**Text passage:**
--- --- ---
Upregulation of OGs involved in DOP uptake can occur when DIP is low . The rapid turnover time of phoA and phoX transcripts (coding for APs) makes them good P-availability biomarkers [22, 88]. Trace metal cofactors such as Fe and Zn likely play a role in AP activity, with the Fe-binding phoX potentially replaced by the Zn binding phoA when Fe becomes less available in the environment [72, 89]. In the present study, Fe-dependent phoX expression had a strong negative correlation with DOP (Pearson test, p value < 0.05) (Fig. 4) and positive correlation with the opposing gradient in dFe, while phoA expression was not detected. This contrasts with Rouco et al. , where phoA was detectable across basins, but with significantly lower transcription in the NASG relative to the low-Fe North Pacific Subtropical Gyre.
In addition, transcript abundances for OGs involved in acquisition of phosphonate phnD,E,I, were found to be significantly negatively correlated with DOP (Pearson test, p value < 0.05) (Fig. 4) . The nucleotidase surE OG involved in P release from polyphosphate hydrolysis  was also strongly negatively correlated to DOP (p value < 0.05) (Fig. 4), potentially suggesting Trichodesmium was accessing P from intracellular polyphosphate molecules [22, 91]. Collectively these findings suggest that Trichodesmium is actively adapting to a dynamic nutrient system.
--- --- ---
**Data excerpts:**
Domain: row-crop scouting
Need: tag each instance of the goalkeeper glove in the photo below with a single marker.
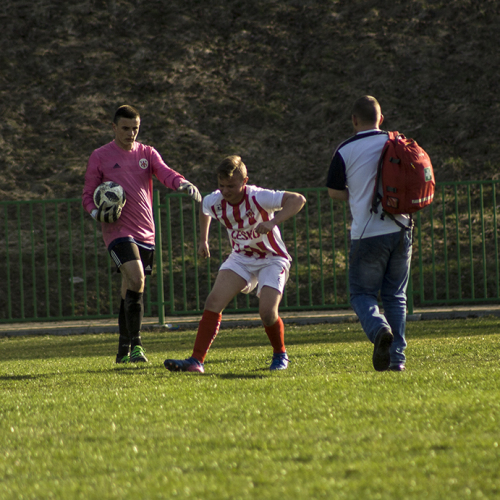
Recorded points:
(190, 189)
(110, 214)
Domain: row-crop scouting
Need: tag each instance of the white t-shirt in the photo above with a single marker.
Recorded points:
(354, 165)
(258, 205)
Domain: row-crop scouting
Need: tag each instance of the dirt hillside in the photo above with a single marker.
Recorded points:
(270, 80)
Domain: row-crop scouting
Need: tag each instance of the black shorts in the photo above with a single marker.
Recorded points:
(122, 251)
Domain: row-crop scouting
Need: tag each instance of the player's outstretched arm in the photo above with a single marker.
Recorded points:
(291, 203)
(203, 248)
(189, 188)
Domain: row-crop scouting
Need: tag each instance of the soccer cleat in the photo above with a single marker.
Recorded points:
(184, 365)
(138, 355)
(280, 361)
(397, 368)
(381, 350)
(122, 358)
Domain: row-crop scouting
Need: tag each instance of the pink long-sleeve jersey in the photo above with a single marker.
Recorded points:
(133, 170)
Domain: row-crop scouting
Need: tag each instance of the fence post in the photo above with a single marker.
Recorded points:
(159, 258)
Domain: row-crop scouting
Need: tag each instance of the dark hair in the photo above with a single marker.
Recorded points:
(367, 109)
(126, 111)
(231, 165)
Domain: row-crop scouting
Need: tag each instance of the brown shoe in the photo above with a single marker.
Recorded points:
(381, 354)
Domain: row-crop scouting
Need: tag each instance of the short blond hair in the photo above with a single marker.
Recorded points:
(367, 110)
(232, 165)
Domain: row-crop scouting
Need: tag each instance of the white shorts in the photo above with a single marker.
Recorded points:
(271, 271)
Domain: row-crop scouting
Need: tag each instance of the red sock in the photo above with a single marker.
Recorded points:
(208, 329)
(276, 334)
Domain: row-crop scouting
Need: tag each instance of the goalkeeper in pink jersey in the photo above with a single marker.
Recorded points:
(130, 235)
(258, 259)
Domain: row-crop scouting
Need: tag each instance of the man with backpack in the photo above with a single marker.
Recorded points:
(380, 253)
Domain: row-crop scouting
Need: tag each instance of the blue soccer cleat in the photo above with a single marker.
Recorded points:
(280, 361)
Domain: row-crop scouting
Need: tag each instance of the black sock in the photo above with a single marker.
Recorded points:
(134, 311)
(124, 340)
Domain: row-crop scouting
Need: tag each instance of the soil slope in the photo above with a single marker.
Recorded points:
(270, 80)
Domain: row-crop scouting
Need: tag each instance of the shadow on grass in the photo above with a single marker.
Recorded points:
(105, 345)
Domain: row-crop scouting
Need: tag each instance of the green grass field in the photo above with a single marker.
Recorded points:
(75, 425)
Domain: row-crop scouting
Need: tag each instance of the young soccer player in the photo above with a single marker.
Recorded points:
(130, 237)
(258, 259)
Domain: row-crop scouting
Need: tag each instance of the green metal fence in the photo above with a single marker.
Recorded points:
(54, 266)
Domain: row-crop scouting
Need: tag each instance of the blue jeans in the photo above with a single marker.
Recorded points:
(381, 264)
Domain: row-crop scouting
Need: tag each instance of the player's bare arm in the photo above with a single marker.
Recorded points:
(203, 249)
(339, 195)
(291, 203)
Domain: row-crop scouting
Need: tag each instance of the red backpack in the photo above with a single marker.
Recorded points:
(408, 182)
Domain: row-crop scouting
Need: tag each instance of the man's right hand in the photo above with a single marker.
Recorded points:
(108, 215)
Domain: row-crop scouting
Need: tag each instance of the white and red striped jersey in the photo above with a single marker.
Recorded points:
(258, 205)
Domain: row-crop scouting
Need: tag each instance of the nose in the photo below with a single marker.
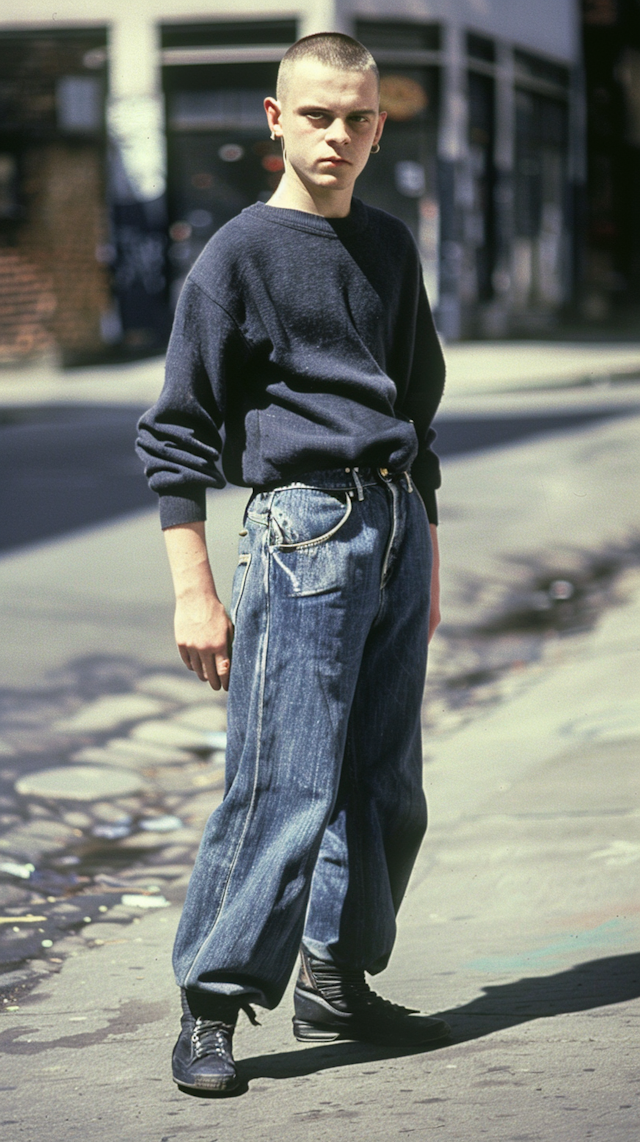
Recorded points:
--- --- ---
**Problem:**
In the text on Trichodesmium phosphorus acquisition, which gene's expression was not detected in the present study?

**Response box:**
phoA